[Records from a dataset]
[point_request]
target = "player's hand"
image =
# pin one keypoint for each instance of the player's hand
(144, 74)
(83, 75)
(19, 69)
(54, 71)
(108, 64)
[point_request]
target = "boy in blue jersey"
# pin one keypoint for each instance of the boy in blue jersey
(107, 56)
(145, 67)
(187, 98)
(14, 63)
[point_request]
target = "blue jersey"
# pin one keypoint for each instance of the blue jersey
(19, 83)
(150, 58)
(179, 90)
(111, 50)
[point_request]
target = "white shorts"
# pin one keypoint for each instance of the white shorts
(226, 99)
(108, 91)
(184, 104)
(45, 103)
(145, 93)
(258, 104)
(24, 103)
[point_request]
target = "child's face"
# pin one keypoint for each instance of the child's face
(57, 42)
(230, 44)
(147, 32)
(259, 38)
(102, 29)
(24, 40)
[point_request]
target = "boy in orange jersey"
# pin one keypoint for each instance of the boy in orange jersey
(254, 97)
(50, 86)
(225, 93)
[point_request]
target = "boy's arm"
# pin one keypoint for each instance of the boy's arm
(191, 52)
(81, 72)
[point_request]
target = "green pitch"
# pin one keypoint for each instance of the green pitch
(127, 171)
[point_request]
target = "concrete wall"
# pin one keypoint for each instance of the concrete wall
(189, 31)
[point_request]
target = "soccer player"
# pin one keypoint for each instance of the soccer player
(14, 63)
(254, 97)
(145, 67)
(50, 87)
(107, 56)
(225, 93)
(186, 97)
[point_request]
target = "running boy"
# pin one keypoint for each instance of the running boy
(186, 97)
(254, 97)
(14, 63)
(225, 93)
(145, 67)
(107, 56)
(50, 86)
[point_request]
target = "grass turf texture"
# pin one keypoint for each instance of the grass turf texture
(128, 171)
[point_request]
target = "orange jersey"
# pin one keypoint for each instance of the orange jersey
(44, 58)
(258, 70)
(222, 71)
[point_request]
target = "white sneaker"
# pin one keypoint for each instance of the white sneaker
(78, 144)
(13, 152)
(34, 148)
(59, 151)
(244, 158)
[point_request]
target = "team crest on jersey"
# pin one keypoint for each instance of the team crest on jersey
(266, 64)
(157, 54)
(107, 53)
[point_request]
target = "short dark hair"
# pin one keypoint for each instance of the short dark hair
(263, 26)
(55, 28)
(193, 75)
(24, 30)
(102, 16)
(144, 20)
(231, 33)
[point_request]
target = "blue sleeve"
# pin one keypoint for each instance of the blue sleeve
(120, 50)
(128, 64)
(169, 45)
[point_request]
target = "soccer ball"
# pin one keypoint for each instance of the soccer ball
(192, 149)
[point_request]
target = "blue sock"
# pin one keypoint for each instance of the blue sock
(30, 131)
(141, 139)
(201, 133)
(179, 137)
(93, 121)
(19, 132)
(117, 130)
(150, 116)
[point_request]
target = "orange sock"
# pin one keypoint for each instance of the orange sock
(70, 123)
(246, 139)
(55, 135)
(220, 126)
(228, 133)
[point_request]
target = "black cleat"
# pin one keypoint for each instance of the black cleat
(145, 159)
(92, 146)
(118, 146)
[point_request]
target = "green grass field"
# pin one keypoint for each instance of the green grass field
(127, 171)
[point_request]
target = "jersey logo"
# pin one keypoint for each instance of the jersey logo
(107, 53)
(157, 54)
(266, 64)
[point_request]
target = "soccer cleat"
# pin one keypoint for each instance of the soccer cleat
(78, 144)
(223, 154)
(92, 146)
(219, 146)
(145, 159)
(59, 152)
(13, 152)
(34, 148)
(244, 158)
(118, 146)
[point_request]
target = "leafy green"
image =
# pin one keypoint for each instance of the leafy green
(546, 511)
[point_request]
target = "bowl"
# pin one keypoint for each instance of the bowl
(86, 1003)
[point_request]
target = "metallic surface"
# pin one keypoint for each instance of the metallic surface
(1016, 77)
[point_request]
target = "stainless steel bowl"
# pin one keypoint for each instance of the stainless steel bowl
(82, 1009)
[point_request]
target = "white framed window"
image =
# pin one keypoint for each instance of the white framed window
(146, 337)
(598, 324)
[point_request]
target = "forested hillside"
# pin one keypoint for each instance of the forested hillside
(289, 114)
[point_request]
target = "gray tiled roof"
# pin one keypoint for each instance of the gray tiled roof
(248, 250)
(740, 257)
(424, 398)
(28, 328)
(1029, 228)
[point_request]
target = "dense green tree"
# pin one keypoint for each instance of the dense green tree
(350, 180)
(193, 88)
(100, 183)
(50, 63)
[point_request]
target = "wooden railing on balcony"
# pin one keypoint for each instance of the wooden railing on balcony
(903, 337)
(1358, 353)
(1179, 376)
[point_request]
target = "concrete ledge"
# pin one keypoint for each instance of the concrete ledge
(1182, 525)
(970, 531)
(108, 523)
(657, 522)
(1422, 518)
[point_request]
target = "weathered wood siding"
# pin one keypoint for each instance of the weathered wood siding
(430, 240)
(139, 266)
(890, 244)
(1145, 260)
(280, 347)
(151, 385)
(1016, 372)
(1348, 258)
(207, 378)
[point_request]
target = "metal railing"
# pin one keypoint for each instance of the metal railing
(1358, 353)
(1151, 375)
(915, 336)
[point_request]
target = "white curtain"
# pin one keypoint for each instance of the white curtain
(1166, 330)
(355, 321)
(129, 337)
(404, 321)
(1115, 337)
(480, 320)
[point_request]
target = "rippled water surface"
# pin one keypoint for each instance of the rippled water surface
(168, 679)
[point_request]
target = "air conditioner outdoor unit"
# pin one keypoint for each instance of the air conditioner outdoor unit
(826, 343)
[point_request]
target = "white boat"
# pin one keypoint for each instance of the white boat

WRITTEN TASK: Copy each line of the data above without altering a single character.

WRITTEN ANSWER:
[point_request]
target = "player's hand"
image =
# pin one keypoint for each instance of the player's hand
(144, 74)
(83, 75)
(19, 69)
(54, 71)
(108, 64)
[point_request]
target = "boy in blue jersey"
# pin one keypoint for each instance of the boy in blue jersey
(107, 56)
(145, 67)
(187, 98)
(14, 63)
[point_request]
target = "blue jersey"
# pin one keypoint for each instance of the blue jersey
(19, 83)
(150, 58)
(179, 90)
(111, 50)
[point_request]
target = "white shorts"
# pin one keypoint for each instance of the white shorts
(226, 99)
(108, 91)
(184, 104)
(45, 103)
(145, 93)
(258, 104)
(24, 103)
[point_request]
target = "child's face"
# pin one keypoint for each instance of the child's face
(57, 42)
(230, 44)
(147, 32)
(259, 38)
(102, 29)
(24, 40)
[point_request]
target = "boy in orange jersey"
# pin one keypoint for each instance of the boy in orange jersey
(254, 97)
(50, 86)
(225, 93)
[point_request]
target = "boy's arm"
# pin one keypoint for each instance of the boy's arm
(191, 52)
(81, 72)
[point_request]
target = "green pitch"
# pin one keypoint for each instance of the green pitch
(127, 171)
[point_request]
target = "concrete wall"
# pin one keypoint for each instance of the concrete wall
(189, 31)
[point_request]
target = "soccer player"
# pin one keypoint for each instance of the soccer player
(14, 63)
(254, 97)
(145, 67)
(50, 87)
(107, 56)
(225, 93)
(186, 97)
[point_request]
target = "running boy"
# pin one keypoint for each instance of the running boy
(186, 97)
(254, 97)
(14, 63)
(225, 93)
(145, 67)
(107, 56)
(50, 86)
[point_request]
target = "grass turf texture"
# pin one keypoint for each instance of the grass turf texture
(128, 171)
[point_request]
target = "orange jersey"
# pin one keypoint for each instance of the orange jersey
(44, 58)
(258, 70)
(222, 71)
[point_request]
target = "white sneaker"
# pin one keypoint for each instance of the white sneaker
(78, 144)
(13, 152)
(34, 148)
(59, 151)
(244, 158)
[point_request]
target = "team crest on jersey"
# pin one keypoint for each instance of the team crest on jersey
(266, 64)
(157, 54)
(107, 53)
[point_request]
target = "short dark hair"
# pin one keypoint for each instance of the short dark hair
(263, 26)
(55, 28)
(193, 75)
(24, 30)
(102, 16)
(144, 20)
(231, 33)
[point_request]
target = "blue sleeve"
# pin one keypoint for each instance of the blue sleeve
(120, 50)
(128, 64)
(169, 45)
[point_request]
target = "soccer ball"
# pin one keypoint for each instance of the soccer ball
(192, 149)
[point_request]
target = "blue sock"
# pin one keypoint for each instance of the blue sock
(30, 131)
(141, 139)
(201, 133)
(179, 137)
(93, 121)
(19, 132)
(117, 130)
(150, 116)
[point_request]
target = "orange sock"
# pin one keypoint for each instance of the orange sock
(70, 123)
(246, 139)
(55, 135)
(220, 126)
(228, 133)
[point_request]
target = "black cleat"
# pin one keypoint for each instance of the black cleat
(145, 159)
(92, 146)
(118, 146)
[point_request]
target = "green grass field"
# pin one keypoint for each instance of the green grass field
(127, 171)
[point_request]
target = "jersey logo"
# pin one keypoint for each instance of the jersey logo
(107, 53)
(157, 54)
(266, 64)
[point_request]
target = "soccer cleat"
# pin one keypoint for each instance of the soccer cleat
(78, 144)
(223, 154)
(92, 146)
(219, 146)
(145, 159)
(59, 152)
(13, 152)
(34, 148)
(244, 158)
(118, 146)
[point_request]
target = "leafy green"
image =
# pin one keypoint for each instance of the leafy green
(546, 511)
[point_request]
target = "bowl"
# pin one keypoint for each instance of the bowl
(86, 1003)
[point_request]
target = "metallic surface"
# pin one keypoint for each instance of the metallic surface
(1016, 77)
[point_request]
target = "stainless steel bowl"
# pin one keypoint for each instance of the stainless steel bowl
(82, 1009)
[point_request]
target = "white framed window"
image =
# pin one keypoint for each instance of the white framed window
(146, 337)
(598, 324)
[point_request]
target = "forested hillside"
# pin one keypoint for each instance of the forested hillside
(289, 114)
[point_request]
target = "gray tiled roof"
# pin one keypoint for each instance of the gray tiled roof
(248, 250)
(740, 257)
(424, 398)
(28, 328)
(1029, 228)
[point_request]
target = "dense green tree"
# pin one keypoint for each instance of the dense green tree
(350, 180)
(193, 88)
(100, 183)
(50, 63)
[point_request]
target = "wooden railing on balcony"
# pin one keypoint for each instance of the wooden railing on balcony
(903, 337)
(1358, 353)
(1179, 376)
[point_request]
target = "concrete ledge"
# pin one keypoint for each instance of the concrete ledge
(1182, 525)
(970, 531)
(108, 523)
(657, 522)
(1422, 518)
[point_request]
target = "weathered wood siding"
# pin one keypoint for each instance of the weathered wood siding
(430, 240)
(139, 266)
(890, 244)
(1145, 260)
(280, 347)
(151, 385)
(1016, 372)
(1348, 258)
(207, 378)
[point_request]
target = "metal railing"
# pin one keypoint for each instance of the metal railing
(1358, 353)
(1151, 375)
(915, 336)
[point_request]
target = "white curtain"
# pin one keypoint for each instance of the white curtain
(1166, 330)
(355, 321)
(129, 337)
(404, 321)
(1115, 337)
(480, 320)
[point_request]
target = "rippled water surface"
# pin one keypoint for each instance of the rippled water surface
(168, 679)
[point_request]
target = "air conditioner outdoor unit"
# pin one keypoint for each instance of the air conditioner outdoor unit
(826, 343)
[point_request]
target = "white boat"
# pin one keypoint for each instance of the white boat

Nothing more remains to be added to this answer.